Clusters (pools, etc)

    Bunch of workstations without displays in machine room connected
    by a network.

    Quite popular now.

    Indeed some clusters are packaged by their manufacturer into a
    serious compute engine.

        IBM SP2 sold $1B in 1997.

            VERY fast network

    Used to solve large problems using many processors at one time

        Pluses of large time sharing system vs small individual
        machines.

        Also the minus of timesharing

        Can use easy queuing theory to show that large fast server
        better in some cases than many slower personal machines

    Tannenbaum suggests using X-terminals to access the cluster, but
    X-terminals haven't caught on.

        Personal workstations don't cost much more

Hybrid

    Each user has a workstation and use the pool for big jobs

    Tannenbaum calls this a possible compromise.

        It is the dominant model for cluster based machines.

* Information supplied *
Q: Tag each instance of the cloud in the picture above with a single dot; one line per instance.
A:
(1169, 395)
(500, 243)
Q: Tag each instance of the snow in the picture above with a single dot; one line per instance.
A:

* Task objective *
For each statement below, answer yes or no on whether it agrees with the notes on clusters, and quote the words from the notes that settle it.
1. Using X-terminals to reach the cluster has caught on.
2. The IBM SP2 sold $1B in 1997.
3. In the hybrid model, each user has a workstation and uses the pool for big jobs.

* The answer *
1. No: "X-terminals haven't caught on."
2. Yes: "IBM SP2 sold $1B in 1997."
3. Yes: "Each user has a workstation and use the pool for big jobs"